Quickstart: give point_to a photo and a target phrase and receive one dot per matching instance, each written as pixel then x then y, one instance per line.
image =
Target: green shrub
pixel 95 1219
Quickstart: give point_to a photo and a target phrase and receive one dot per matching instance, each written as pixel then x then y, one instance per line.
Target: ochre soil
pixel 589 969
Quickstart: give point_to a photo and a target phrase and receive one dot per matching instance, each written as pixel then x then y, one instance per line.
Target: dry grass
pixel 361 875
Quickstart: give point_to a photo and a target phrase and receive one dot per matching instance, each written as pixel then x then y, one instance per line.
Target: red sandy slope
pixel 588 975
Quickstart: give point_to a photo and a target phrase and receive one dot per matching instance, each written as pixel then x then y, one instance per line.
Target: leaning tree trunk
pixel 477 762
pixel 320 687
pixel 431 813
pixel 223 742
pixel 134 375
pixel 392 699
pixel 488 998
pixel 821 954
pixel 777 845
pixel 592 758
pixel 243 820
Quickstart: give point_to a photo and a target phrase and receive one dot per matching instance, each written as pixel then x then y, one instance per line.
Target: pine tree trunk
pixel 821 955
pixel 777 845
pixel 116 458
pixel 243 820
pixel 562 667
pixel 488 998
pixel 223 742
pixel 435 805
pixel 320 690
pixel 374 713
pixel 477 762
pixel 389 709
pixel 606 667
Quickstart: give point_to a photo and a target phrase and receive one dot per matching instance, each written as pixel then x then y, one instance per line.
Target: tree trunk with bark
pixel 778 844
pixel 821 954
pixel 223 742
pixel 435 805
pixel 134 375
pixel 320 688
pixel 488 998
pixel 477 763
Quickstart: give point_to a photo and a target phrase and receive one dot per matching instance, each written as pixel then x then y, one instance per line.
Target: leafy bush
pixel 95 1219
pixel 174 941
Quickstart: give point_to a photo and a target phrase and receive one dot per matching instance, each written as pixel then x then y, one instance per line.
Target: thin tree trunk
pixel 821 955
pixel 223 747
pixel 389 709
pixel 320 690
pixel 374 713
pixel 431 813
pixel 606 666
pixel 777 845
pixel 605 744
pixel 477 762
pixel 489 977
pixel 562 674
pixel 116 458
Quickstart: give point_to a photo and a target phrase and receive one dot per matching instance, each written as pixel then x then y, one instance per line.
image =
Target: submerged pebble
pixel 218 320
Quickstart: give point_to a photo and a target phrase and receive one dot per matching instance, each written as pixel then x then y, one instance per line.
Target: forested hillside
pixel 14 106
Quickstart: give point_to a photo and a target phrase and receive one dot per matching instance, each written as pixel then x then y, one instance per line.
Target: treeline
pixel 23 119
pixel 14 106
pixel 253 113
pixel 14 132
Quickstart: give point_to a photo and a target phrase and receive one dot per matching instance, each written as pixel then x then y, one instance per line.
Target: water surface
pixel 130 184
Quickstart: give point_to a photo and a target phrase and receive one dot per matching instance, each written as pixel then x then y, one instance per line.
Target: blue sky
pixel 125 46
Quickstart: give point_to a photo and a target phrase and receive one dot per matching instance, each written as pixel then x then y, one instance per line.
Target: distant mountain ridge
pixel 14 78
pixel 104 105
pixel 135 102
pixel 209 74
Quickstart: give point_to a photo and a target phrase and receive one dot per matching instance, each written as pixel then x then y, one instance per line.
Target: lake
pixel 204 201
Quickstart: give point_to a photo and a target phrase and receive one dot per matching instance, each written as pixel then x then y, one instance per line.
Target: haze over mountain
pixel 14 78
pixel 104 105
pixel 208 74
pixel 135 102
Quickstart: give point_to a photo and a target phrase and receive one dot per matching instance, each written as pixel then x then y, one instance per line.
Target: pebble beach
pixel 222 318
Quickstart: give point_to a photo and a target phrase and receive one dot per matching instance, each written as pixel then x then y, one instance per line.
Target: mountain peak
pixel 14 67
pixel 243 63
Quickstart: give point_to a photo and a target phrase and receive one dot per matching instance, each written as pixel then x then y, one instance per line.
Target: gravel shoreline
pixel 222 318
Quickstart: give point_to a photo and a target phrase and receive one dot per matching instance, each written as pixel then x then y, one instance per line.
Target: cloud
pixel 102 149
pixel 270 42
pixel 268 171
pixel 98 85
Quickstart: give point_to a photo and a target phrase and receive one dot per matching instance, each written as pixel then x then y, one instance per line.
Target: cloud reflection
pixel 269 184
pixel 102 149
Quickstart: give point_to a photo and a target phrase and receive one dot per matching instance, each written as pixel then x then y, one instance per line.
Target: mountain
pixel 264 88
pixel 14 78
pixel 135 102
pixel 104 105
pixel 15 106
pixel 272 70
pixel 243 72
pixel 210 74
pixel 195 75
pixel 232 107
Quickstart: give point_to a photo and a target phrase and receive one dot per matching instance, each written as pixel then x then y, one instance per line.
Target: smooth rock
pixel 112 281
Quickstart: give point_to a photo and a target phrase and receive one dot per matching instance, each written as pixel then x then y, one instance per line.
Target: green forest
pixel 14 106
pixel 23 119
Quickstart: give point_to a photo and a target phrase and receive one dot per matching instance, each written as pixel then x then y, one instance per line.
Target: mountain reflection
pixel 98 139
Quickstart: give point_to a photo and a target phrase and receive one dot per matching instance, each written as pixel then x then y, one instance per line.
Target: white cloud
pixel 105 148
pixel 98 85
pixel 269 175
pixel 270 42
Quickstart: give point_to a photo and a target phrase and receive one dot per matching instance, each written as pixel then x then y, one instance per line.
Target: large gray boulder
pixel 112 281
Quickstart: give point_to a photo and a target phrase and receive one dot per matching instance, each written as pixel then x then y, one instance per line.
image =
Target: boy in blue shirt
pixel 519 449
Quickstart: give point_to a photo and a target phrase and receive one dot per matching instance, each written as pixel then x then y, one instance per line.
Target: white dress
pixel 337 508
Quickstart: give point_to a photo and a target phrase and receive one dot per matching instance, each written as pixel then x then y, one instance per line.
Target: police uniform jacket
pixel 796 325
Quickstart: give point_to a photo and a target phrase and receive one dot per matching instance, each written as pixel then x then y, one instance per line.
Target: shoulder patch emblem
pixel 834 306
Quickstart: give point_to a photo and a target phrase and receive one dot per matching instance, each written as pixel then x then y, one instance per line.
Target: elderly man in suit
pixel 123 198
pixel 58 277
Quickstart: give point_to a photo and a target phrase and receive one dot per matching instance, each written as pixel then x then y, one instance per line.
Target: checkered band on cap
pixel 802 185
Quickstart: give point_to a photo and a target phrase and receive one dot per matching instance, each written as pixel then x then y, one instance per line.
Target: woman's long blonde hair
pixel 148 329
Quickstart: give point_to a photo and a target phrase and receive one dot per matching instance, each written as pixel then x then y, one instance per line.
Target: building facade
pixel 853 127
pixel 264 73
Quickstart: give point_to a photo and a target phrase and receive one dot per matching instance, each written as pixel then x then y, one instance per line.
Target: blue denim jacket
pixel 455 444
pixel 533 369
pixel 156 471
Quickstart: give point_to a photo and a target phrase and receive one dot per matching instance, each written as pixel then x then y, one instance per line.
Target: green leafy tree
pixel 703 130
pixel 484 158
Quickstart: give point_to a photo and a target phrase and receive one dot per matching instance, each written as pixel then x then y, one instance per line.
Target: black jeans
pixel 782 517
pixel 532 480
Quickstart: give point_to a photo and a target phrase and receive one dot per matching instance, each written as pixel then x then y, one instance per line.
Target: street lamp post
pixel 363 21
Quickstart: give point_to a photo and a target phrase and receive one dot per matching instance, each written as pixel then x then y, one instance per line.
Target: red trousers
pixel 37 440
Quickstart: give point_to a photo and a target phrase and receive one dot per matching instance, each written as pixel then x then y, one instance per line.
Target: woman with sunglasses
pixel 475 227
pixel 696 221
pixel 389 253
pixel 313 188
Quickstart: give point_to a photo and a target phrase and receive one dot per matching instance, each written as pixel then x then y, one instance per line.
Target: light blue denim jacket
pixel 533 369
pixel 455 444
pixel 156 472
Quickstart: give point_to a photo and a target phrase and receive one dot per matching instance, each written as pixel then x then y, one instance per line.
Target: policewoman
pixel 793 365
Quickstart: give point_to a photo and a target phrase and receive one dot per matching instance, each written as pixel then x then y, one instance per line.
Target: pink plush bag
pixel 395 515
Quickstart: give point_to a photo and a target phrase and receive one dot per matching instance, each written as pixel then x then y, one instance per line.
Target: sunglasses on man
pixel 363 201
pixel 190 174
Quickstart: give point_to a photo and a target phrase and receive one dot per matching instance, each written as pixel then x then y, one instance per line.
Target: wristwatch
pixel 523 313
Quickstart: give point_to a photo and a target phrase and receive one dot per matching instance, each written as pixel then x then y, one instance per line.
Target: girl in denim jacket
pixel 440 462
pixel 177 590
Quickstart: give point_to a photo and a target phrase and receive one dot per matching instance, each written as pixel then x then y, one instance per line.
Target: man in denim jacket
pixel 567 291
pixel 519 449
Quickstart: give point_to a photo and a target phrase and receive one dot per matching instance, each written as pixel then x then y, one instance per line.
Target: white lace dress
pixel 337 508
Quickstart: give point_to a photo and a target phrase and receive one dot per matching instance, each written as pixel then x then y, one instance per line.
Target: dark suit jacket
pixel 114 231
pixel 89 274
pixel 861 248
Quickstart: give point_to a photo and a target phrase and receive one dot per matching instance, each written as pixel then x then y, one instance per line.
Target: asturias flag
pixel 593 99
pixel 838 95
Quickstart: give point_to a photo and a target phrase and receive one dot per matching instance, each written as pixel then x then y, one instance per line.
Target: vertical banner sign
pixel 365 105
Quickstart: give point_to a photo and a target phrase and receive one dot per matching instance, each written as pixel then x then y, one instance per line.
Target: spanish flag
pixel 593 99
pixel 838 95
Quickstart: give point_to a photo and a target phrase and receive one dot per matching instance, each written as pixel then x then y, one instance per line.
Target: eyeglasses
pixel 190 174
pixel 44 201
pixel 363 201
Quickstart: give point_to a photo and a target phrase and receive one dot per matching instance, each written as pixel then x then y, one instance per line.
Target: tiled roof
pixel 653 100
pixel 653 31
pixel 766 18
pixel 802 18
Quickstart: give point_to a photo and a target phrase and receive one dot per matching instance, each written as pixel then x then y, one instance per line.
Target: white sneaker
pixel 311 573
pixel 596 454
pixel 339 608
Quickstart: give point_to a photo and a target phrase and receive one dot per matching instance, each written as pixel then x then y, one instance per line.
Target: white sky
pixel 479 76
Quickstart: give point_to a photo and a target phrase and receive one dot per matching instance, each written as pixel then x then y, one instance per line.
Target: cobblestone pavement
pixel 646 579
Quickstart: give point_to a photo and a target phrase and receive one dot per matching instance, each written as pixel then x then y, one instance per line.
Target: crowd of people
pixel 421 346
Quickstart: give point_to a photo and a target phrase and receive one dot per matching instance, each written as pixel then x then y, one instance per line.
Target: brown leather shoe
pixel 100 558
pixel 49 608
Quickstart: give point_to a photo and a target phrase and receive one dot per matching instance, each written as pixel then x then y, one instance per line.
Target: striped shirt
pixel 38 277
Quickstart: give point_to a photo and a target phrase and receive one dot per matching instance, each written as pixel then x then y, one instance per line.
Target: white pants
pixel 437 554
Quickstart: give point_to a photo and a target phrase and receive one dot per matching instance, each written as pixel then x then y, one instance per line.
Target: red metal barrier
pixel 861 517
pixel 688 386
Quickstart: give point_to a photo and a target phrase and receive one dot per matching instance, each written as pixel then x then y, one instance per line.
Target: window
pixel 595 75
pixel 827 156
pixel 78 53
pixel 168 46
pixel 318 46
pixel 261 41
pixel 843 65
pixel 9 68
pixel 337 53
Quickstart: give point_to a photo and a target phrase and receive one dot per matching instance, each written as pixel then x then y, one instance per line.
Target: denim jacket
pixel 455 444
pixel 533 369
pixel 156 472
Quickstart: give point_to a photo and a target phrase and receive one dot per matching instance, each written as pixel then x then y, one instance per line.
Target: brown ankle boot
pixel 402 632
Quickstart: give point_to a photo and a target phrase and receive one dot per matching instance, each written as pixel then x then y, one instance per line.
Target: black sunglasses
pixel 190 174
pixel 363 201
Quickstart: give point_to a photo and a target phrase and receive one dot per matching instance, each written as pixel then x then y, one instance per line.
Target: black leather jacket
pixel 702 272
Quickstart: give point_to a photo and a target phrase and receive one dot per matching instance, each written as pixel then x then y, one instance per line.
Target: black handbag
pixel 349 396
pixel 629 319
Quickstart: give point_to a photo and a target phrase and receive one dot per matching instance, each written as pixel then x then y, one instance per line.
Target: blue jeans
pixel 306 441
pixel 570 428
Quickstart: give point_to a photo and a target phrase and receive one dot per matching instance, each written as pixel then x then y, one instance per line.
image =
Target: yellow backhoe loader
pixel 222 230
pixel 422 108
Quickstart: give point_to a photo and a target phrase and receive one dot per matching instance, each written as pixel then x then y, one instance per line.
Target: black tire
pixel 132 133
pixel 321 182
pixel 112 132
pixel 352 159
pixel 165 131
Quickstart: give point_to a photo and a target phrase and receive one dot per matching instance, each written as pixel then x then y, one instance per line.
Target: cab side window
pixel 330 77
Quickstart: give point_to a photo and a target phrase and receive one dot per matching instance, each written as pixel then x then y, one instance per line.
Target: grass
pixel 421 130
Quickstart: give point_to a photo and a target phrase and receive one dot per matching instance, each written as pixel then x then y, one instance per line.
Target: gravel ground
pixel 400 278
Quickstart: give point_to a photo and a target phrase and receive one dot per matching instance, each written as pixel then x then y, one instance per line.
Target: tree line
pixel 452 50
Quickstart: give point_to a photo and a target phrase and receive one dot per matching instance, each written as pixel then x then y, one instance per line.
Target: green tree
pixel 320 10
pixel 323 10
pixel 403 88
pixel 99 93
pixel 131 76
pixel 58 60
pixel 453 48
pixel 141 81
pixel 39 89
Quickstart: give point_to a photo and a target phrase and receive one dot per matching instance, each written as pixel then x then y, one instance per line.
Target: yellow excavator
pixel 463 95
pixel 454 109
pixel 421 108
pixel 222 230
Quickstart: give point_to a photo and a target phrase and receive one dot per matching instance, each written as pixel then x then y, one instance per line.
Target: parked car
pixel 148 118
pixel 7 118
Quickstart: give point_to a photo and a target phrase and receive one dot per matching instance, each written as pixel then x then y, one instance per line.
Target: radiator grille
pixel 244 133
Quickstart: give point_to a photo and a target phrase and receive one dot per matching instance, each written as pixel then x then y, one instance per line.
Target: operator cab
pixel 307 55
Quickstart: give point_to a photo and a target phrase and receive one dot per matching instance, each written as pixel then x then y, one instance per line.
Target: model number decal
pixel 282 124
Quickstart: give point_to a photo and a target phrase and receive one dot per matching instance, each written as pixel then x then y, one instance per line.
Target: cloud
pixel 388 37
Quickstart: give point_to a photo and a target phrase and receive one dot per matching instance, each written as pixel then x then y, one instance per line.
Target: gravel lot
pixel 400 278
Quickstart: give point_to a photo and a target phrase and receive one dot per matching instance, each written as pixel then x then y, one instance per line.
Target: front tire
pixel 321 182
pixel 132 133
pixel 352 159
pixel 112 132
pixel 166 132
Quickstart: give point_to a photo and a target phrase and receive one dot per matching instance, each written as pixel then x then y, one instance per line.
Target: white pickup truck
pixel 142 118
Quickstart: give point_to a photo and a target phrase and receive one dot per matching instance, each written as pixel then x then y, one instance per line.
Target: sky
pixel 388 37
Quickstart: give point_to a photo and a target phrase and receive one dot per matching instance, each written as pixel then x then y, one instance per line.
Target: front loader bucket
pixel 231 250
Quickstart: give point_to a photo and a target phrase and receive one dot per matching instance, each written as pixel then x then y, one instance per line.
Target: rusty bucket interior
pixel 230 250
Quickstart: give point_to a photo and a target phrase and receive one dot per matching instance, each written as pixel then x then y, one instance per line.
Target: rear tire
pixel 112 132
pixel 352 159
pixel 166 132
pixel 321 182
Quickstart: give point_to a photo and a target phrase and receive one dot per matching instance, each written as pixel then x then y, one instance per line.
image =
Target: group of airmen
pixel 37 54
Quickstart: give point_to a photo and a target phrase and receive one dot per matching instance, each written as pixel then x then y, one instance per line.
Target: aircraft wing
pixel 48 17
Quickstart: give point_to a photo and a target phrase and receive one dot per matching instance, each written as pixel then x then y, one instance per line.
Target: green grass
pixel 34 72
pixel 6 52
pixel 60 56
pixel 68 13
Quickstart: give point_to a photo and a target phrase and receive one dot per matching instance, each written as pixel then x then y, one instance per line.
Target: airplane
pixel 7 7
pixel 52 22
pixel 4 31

Exercise details: From the line that contains "Target: green grass" down to the last line of the listing above, repeat each line exactly, and include nothing else.

Solution for this problem:
Target: green grass
pixel 34 72
pixel 6 52
pixel 60 56
pixel 68 13
Quickstart: give point_to a photo and a target phrase and receive one dot per matching instance, each written as pixel then x then y, one instance per line.
Target: airplane
pixel 7 7
pixel 52 22
pixel 4 31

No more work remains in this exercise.